*Records from a dataset*
## START

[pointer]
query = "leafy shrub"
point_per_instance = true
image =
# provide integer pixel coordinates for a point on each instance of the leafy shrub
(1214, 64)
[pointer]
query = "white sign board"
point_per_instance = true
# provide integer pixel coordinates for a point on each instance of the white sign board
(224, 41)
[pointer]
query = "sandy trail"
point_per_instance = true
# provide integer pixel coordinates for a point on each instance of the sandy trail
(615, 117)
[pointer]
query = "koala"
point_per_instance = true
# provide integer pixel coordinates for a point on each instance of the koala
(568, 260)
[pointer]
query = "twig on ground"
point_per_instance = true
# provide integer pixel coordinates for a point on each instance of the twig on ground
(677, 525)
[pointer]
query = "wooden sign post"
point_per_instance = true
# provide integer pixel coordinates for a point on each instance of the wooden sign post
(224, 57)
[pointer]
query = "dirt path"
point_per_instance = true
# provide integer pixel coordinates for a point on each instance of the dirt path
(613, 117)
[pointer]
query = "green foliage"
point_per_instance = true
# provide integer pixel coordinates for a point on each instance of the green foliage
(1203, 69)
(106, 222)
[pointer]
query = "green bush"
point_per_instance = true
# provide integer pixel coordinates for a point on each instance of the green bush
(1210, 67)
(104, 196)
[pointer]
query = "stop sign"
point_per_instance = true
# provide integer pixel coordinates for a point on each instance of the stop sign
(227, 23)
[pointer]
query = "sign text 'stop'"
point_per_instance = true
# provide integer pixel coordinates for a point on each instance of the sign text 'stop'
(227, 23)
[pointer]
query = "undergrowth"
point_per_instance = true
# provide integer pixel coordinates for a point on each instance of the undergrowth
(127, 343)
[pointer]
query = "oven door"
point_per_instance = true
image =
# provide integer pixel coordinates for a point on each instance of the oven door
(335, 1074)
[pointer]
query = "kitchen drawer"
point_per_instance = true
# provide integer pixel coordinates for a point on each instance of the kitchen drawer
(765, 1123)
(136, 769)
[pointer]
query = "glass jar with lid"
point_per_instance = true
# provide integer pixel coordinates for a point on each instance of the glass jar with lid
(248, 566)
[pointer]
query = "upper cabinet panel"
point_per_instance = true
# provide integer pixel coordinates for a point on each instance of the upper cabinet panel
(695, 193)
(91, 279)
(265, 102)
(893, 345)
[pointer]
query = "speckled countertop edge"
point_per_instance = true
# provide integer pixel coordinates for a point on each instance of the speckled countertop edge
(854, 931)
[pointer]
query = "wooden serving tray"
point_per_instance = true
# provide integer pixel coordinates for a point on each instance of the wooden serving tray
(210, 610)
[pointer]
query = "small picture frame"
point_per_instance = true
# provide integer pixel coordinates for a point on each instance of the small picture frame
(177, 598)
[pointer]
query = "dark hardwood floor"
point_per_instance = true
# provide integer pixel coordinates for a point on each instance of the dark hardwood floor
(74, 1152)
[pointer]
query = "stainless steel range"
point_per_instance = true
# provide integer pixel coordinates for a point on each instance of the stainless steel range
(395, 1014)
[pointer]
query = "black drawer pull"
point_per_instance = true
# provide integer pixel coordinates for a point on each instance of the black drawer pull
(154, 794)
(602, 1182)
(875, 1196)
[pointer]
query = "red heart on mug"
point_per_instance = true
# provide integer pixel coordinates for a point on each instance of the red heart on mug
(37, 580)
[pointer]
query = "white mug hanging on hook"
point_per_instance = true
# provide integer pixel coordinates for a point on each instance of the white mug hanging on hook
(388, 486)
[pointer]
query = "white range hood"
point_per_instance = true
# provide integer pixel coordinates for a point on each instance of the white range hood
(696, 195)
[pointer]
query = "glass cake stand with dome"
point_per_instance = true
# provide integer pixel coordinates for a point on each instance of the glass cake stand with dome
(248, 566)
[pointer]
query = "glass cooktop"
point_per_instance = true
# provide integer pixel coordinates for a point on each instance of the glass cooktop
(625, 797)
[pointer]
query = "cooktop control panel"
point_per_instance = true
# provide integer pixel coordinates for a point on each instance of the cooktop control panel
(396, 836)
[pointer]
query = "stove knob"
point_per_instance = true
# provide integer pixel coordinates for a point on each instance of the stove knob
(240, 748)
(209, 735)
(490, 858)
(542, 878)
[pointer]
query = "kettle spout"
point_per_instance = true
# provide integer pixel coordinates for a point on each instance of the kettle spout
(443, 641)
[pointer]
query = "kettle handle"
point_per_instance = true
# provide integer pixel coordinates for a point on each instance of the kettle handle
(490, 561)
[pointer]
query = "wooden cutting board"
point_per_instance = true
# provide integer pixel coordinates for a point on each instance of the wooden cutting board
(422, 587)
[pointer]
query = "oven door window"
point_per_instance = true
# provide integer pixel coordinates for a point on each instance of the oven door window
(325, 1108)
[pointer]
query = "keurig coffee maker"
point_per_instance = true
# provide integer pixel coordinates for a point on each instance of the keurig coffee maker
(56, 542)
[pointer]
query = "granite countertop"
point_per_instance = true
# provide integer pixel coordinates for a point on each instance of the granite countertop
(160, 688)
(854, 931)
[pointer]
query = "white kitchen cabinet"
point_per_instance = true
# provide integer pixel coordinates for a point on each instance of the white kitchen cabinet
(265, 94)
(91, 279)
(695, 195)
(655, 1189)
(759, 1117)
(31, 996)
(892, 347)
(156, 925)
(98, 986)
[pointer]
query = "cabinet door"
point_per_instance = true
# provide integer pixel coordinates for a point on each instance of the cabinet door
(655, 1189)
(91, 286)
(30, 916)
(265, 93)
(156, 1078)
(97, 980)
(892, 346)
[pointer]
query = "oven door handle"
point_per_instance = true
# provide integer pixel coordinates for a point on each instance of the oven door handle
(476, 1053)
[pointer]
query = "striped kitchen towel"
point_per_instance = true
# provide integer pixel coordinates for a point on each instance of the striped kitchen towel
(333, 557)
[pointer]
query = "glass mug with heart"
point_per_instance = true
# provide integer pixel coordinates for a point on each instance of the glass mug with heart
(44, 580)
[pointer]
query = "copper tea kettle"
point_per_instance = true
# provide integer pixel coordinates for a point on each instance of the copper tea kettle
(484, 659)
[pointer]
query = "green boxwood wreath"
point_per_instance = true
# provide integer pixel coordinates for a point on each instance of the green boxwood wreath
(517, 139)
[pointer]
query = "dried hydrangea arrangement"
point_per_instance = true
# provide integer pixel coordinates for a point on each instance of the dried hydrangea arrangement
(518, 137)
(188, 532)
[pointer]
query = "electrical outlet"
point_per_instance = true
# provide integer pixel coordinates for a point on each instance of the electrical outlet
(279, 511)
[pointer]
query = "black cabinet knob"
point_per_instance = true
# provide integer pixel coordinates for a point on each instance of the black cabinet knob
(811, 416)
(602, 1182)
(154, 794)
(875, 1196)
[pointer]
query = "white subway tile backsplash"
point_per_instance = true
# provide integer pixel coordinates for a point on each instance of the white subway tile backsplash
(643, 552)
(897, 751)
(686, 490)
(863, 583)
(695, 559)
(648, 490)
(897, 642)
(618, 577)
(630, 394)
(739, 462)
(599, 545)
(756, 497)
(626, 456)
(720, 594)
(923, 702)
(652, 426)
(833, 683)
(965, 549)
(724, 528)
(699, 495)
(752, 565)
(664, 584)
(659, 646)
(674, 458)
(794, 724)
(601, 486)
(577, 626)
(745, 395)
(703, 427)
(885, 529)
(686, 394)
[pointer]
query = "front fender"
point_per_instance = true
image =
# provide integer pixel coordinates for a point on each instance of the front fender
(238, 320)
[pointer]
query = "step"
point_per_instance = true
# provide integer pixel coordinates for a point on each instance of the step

## END

*What you should do*
All the entries above need to be reproduced exactly.

*Expected answer*
[pointer]
query = "leafy shrub"
point_per_instance = true
image =
# provide integer pixel coordinates for a point on each instance of the leafy shrub
(1214, 64)
[pointer]
query = "white sign board"
point_per_instance = true
# provide integer pixel coordinates for a point on each instance of the white sign board
(224, 41)
[pointer]
query = "sandy trail"
point_per_instance = true
# provide integer pixel coordinates for a point on each instance of the sandy trail
(615, 117)
[pointer]
query = "koala"
point_per_instance = true
# provide integer pixel coordinates for a point on each instance of the koala
(568, 260)
[pointer]
query = "twig on ground"
point_per_instance = true
# provide integer pixel coordinates for a point on each instance of the twig on ground
(677, 525)
[pointer]
query = "wooden sign post"
point_per_instance = true
# provide integer pixel coordinates for a point on each instance of the wooden sign post
(224, 57)
[pointer]
query = "dirt path"
point_per_instance = true
# provide integer pixel coordinates for a point on each instance of the dirt path
(613, 117)
[pointer]
query = "green foliage"
point_per_instance = true
# provide integer pixel coordinates for a point on each instance of the green foliage
(1203, 69)
(106, 222)
[pointer]
query = "green bush"
point_per_instance = true
# provide integer pixel coordinates for a point on each instance of the green bush
(1210, 67)
(104, 196)
[pointer]
query = "stop sign"
point_per_instance = true
# provide integer pixel coordinates for a point on each instance of the stop sign
(227, 23)
[pointer]
query = "sign text 'stop'"
point_per_instance = true
# provide integer pixel coordinates for a point on each instance of the sign text 'stop'
(227, 23)
[pointer]
query = "undergrowth"
point_per_instance = true
# provide integer pixel coordinates for a point on each instance of the undergrowth
(127, 343)
[pointer]
query = "oven door"
point_per_instance = true
image =
# provide integer pixel coordinates for a point on each instance of the oven door
(335, 1074)
[pointer]
query = "kitchen drawer"
point_per_instance = true
# provide integer pixel coordinates for a point on each instance of the kitchen drawer
(765, 1123)
(136, 769)
[pointer]
query = "glass jar with lid"
point_per_instance = true
# provide integer pixel coordinates for a point on each instance of the glass jar with lid
(248, 566)
[pointer]
query = "upper cabinet panel"
point_per_instance = true
# provide integer pixel coordinates for a point on each instance of the upper cabinet panel
(695, 193)
(91, 279)
(265, 102)
(893, 345)
[pointer]
query = "speckled countertop edge"
point_per_instance = true
# provide integer pixel coordinates for a point on each instance of the speckled countertop edge
(854, 931)
[pointer]
query = "wooden serving tray"
point_per_instance = true
# provide integer pixel coordinates for a point on each instance of the wooden serving tray
(210, 610)
[pointer]
query = "small picture frame"
point_per_instance = true
# provide integer pixel coordinates for a point on each instance of the small picture frame
(177, 598)
[pointer]
query = "dark hardwood floor"
point_per_instance = true
# provide integer pixel coordinates for a point on each instance of the dark hardwood floor
(74, 1152)
[pointer]
query = "stainless steel range"
point_per_instance = true
# provide integer pixel coordinates for a point on each instance of the stainless steel range
(395, 1014)
[pointer]
query = "black drawer pull"
point_per_instance = true
# provide integer pixel coordinates for a point on each instance of the black drawer pull
(154, 794)
(602, 1182)
(875, 1196)
[pointer]
query = "red heart on mug"
point_per_instance = true
# provide integer pixel coordinates for a point on each instance of the red heart on mug
(37, 580)
[pointer]
query = "white mug hanging on hook"
point_per_instance = true
# provide integer pixel coordinates for a point on each instance of the white mug hanging on hook
(388, 486)
[pointer]
query = "white range hood"
point_per_instance = true
# provide integer pixel coordinates for a point on each instance of the white range hood
(696, 195)
[pointer]
query = "glass cake stand with dome"
point_per_instance = true
# provide integer pixel coordinates for a point on each instance of the glass cake stand with dome
(248, 566)
[pointer]
query = "glass cooktop"
point_per_instance = true
# provide integer pixel coordinates for a point on each instance of the glass cooktop
(625, 797)
[pointer]
query = "cooktop control panel"
point_per_instance = true
# provide integer pixel coordinates for a point on each instance of the cooktop control panel
(396, 836)
[pointer]
query = "stove knob"
point_per_instance = true
# provide integer pixel coordinates for a point on each instance of the stove knob
(240, 748)
(209, 735)
(490, 858)
(542, 878)
[pointer]
query = "kettle spout"
point_per_instance = true
# provide integer pixel coordinates for a point on each instance of the kettle spout
(443, 641)
[pointer]
query = "kettle handle"
point_per_instance = true
# provide integer pixel coordinates for a point on each instance of the kettle handle
(490, 561)
[pointer]
query = "wooden cutting board"
point_per_instance = true
# provide integer pixel coordinates for a point on each instance of the wooden cutting board
(422, 587)
[pointer]
query = "oven door window"
point_per_instance = true
# provide integer pixel coordinates for a point on each instance of the oven door window
(325, 1108)
[pointer]
query = "keurig coffee maker"
point_per_instance = true
# provide integer pixel coordinates for a point on each instance of the keurig coffee maker
(56, 542)
[pointer]
query = "granite countertop"
point_per_instance = true
# provide integer pixel coordinates for a point on each instance of the granite countertop
(160, 688)
(854, 931)
[pointer]
query = "white kitchen cabinet"
point_per_instance = true
# provide integer pixel coordinates for a point on each instance of the white kitchen cabinet
(265, 94)
(91, 279)
(695, 195)
(655, 1189)
(759, 1117)
(31, 996)
(892, 347)
(156, 925)
(98, 986)
[pointer]
query = "cabinet door"
point_per_instance = true
# provide integer pixel coordinates for a point on each instance of the cabinet door
(655, 1189)
(91, 286)
(30, 916)
(265, 93)
(156, 1078)
(97, 980)
(892, 346)
[pointer]
query = "oven door handle"
point_per_instance = true
# provide integer pixel coordinates for a point on each instance of the oven door handle
(476, 1053)
[pointer]
query = "striped kitchen towel"
point_per_instance = true
# provide integer pixel coordinates for a point on each instance of the striped kitchen towel
(333, 557)
[pointer]
query = "glass mug with heart"
point_per_instance = true
# provide integer pixel coordinates for a point on each instance of the glass mug with heart
(44, 580)
[pointer]
query = "copper tea kettle"
point_per_instance = true
# provide integer pixel coordinates for a point on each instance of the copper tea kettle
(484, 659)
[pointer]
query = "green boxwood wreath"
point_per_instance = true
# provide integer pixel coordinates for a point on each instance of the green boxwood wreath
(517, 139)
[pointer]
query = "dried hydrangea arrangement"
point_per_instance = true
# provide integer pixel coordinates for a point on each instance of the dried hydrangea arrangement
(518, 137)
(188, 532)
[pointer]
query = "electrical outlet"
point_per_instance = true
# provide integer pixel coordinates for a point on each instance of the electrical outlet
(279, 511)
[pointer]
query = "black cabinet knob"
point_per_instance = true
# provide integer pixel coordinates for a point on each instance of the black cabinet knob
(811, 416)
(602, 1182)
(154, 794)
(875, 1196)
[pointer]
query = "white subway tile backsplash"
point_per_instance = true
# provide integer pixel coordinates for a point on each instance of the white subway tile backsplash
(643, 552)
(897, 751)
(686, 490)
(863, 583)
(695, 559)
(648, 490)
(897, 642)
(618, 577)
(630, 394)
(739, 462)
(599, 545)
(756, 497)
(626, 456)
(720, 594)
(923, 702)
(652, 426)
(833, 683)
(965, 549)
(724, 528)
(699, 495)
(752, 565)
(664, 584)
(659, 646)
(674, 458)
(794, 724)
(601, 486)
(577, 626)
(745, 395)
(703, 427)
(885, 529)
(686, 394)
[pointer]
query = "front fender"
point_per_instance = true
image =
# provide integer pixel coordinates for a point on each instance of the front fender
(238, 320)
[pointer]
query = "step"
point_per_instance = true
# provide integer pixel coordinates for a point on each instance of the step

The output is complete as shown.